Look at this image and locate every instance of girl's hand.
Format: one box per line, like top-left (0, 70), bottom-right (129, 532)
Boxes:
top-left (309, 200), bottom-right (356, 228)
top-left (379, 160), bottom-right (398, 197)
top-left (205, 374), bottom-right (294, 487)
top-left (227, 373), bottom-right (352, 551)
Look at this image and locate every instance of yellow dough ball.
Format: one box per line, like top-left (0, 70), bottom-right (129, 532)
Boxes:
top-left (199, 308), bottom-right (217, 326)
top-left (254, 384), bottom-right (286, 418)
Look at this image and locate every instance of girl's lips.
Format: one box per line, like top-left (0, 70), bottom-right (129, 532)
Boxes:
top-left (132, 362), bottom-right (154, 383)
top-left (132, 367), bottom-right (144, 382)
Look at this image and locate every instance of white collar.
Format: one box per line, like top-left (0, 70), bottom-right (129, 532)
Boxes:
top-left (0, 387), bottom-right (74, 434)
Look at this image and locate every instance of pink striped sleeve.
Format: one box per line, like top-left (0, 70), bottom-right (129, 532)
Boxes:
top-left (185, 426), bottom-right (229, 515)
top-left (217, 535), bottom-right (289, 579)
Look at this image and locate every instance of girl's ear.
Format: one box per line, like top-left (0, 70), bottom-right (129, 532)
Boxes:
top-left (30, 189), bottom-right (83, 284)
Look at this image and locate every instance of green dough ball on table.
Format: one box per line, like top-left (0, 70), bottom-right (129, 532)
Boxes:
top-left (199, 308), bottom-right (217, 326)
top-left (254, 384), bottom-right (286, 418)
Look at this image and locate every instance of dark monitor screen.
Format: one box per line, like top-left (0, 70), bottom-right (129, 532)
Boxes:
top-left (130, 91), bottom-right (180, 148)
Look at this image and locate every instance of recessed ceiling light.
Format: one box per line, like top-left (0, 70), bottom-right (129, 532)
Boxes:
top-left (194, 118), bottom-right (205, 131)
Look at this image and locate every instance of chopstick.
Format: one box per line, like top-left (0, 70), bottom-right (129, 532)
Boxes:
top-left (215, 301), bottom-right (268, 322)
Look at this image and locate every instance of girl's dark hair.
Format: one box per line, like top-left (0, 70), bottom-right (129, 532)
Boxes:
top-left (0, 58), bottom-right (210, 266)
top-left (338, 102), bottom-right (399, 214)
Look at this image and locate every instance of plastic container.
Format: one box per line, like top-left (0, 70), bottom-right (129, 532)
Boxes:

---------------

= EXERCISE PROMPT =
The answer must consist of every line in the records above that contains the word "Look".

= TASK SOLUTION =
Look at this image and locate every instance of girl's hand.
Look at this image and locate every instance of yellow dough ball.
Look at this image and locate every instance of girl's lips.
Look at this image and locate every instance of white collar.
Look at this image and locate every instance of pink striped sleeve.
Look at this image and locate every instance of girl's ear.
Look at this image and locate every instance of green dough ball on table.
Look at this image and locate every instance of dark monitor screen.
Look at this image and locate every instance of recessed ceiling light.
Look at this image and locate every instance of chopstick.
Look at this image and locate every instance of girl's dark hair.
Look at this image and locate every instance of plastic container.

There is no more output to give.